◆ Exercise aim: Locate each line in the listing below that contains the word "cheek" and copy those lines out. Match case exactly.

◆ Listed records:
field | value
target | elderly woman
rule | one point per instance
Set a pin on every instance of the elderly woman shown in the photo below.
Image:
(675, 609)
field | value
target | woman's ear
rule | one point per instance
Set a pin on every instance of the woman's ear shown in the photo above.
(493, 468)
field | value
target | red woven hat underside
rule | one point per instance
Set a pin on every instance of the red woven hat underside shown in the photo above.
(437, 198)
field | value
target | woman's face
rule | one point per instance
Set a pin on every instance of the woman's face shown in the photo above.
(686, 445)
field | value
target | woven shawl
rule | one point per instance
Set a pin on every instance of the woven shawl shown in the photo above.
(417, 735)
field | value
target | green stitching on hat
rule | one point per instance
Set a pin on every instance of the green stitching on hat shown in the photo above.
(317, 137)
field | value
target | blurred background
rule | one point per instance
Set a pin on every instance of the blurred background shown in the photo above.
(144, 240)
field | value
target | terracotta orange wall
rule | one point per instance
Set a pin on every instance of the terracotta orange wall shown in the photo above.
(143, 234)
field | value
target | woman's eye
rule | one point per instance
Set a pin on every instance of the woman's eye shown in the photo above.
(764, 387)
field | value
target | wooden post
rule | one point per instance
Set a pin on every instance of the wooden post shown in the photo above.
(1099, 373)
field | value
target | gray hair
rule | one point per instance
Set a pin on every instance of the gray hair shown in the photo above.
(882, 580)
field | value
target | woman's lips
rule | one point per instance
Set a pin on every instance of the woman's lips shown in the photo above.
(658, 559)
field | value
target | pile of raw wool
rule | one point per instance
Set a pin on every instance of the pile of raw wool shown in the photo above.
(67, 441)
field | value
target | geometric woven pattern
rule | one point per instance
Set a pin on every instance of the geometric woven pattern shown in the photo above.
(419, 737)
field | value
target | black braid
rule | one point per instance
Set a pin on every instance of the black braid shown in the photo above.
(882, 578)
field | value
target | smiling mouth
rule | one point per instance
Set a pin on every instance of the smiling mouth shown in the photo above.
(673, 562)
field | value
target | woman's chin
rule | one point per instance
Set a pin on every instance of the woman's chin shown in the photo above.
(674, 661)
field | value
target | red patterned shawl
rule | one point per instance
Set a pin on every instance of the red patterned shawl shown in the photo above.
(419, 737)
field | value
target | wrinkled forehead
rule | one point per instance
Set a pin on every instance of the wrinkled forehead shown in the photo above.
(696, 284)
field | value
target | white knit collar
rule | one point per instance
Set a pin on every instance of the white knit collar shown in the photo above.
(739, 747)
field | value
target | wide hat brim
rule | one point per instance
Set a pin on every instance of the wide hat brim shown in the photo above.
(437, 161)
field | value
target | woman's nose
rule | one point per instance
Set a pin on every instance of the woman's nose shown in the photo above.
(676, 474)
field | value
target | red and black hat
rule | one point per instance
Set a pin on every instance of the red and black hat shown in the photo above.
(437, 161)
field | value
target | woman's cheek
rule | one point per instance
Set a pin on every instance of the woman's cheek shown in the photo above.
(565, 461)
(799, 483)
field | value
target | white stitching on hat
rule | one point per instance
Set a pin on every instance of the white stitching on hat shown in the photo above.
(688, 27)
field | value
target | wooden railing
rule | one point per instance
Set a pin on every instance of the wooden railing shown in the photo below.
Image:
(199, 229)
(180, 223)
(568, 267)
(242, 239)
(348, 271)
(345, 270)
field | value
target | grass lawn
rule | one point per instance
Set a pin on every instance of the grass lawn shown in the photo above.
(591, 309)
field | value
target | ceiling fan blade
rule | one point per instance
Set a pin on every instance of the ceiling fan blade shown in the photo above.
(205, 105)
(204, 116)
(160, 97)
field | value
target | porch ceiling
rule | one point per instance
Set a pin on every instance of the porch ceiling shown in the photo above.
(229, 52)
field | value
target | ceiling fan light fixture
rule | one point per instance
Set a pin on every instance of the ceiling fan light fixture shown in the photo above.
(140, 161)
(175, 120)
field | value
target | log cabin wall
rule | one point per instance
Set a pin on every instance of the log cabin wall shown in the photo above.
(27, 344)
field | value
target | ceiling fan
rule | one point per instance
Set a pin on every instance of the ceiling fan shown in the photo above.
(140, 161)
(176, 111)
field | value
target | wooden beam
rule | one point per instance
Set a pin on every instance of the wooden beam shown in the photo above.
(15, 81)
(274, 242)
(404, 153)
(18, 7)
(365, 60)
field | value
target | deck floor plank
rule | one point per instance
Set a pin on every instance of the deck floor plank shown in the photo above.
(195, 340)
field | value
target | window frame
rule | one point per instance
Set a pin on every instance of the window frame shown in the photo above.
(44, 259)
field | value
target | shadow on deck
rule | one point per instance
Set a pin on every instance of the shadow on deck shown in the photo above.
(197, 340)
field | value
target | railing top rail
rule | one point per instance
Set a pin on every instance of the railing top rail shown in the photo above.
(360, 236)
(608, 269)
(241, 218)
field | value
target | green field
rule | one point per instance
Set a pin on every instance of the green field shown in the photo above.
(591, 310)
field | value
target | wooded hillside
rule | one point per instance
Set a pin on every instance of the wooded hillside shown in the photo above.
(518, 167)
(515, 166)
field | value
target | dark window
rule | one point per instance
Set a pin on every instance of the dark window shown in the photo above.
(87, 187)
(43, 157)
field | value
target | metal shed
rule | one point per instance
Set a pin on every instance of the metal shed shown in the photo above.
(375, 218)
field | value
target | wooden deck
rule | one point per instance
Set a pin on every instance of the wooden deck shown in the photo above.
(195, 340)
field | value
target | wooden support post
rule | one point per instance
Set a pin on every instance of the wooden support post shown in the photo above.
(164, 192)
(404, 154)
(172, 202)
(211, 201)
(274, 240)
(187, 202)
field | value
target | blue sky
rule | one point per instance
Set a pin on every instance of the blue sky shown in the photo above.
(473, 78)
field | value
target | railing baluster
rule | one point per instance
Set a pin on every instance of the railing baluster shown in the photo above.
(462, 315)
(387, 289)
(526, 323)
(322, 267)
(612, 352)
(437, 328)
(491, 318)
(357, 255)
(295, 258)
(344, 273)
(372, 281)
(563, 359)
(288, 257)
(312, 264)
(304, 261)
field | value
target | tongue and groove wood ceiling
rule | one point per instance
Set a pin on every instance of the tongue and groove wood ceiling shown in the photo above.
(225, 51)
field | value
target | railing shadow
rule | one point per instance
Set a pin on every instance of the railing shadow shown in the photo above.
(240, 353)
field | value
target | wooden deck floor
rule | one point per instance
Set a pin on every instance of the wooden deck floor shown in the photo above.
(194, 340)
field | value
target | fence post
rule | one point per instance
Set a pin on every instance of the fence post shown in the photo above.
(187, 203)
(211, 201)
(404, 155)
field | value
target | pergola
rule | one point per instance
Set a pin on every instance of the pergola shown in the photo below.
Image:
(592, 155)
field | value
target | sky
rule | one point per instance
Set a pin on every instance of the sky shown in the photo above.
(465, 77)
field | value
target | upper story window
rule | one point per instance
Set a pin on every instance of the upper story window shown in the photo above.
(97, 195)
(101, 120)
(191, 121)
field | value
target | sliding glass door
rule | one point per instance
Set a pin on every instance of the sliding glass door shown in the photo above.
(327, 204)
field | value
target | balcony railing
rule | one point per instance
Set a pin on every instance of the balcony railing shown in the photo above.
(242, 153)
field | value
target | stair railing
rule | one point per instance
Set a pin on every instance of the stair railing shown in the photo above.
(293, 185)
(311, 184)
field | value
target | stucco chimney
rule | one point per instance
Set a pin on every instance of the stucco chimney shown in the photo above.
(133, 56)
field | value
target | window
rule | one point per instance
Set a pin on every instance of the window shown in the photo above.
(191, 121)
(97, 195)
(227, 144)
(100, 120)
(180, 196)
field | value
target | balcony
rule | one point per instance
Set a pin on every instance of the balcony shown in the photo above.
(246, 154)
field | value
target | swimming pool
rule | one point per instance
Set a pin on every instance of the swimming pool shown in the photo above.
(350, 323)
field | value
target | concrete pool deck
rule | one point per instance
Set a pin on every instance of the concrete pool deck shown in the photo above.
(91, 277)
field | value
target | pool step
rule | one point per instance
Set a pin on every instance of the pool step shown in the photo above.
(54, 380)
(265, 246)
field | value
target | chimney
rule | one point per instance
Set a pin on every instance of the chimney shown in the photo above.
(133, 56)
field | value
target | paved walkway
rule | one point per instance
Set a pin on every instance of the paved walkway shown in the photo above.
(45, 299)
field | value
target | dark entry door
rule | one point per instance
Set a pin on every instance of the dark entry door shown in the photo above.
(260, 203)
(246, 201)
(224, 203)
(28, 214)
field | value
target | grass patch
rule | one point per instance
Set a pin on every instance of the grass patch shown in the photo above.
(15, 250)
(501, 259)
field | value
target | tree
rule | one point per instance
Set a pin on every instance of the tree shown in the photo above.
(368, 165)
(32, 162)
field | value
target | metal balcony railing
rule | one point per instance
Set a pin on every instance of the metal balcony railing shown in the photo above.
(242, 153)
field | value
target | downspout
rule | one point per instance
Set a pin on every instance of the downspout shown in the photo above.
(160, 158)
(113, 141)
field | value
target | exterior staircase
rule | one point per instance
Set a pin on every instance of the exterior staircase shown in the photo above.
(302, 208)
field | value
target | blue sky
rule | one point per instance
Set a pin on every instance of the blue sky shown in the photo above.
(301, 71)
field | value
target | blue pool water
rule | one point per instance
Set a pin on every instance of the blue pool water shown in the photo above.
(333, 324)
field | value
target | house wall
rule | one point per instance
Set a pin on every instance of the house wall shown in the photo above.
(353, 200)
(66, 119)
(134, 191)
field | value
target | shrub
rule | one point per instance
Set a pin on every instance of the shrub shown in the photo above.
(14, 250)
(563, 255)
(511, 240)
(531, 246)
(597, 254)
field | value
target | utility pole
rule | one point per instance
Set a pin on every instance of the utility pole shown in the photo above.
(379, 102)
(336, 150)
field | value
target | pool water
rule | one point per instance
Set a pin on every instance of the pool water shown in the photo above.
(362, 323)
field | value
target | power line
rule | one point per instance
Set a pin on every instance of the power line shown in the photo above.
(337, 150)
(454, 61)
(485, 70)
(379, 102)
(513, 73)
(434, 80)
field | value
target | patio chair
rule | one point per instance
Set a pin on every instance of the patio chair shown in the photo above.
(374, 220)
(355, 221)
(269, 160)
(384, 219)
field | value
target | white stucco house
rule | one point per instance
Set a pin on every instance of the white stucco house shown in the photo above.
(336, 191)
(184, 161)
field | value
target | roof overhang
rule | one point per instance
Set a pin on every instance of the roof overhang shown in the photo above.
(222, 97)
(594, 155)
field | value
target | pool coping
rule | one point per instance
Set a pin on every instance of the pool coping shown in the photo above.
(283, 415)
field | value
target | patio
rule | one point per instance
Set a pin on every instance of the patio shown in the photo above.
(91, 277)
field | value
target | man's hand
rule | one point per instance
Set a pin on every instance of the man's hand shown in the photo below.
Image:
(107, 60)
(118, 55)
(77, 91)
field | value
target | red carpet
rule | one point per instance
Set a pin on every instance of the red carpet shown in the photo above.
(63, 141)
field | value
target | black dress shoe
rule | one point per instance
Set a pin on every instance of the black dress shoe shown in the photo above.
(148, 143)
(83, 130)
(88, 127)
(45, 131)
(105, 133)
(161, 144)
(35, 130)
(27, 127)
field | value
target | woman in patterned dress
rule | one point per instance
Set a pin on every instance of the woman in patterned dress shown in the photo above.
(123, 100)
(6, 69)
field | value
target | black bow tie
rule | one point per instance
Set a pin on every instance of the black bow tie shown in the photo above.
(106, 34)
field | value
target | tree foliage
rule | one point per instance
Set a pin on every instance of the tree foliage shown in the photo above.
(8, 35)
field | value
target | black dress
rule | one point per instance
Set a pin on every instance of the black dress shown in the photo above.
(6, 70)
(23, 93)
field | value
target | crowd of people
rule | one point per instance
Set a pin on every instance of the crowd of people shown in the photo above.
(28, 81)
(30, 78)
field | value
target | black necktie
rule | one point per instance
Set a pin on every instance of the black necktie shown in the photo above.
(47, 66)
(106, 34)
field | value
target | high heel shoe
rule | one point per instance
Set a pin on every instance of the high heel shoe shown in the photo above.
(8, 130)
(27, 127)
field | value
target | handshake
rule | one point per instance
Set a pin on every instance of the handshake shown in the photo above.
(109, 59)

◆ The reply:
target | woman's cheek
Set a pin on every instance of the woman's cheek shown in the photo above.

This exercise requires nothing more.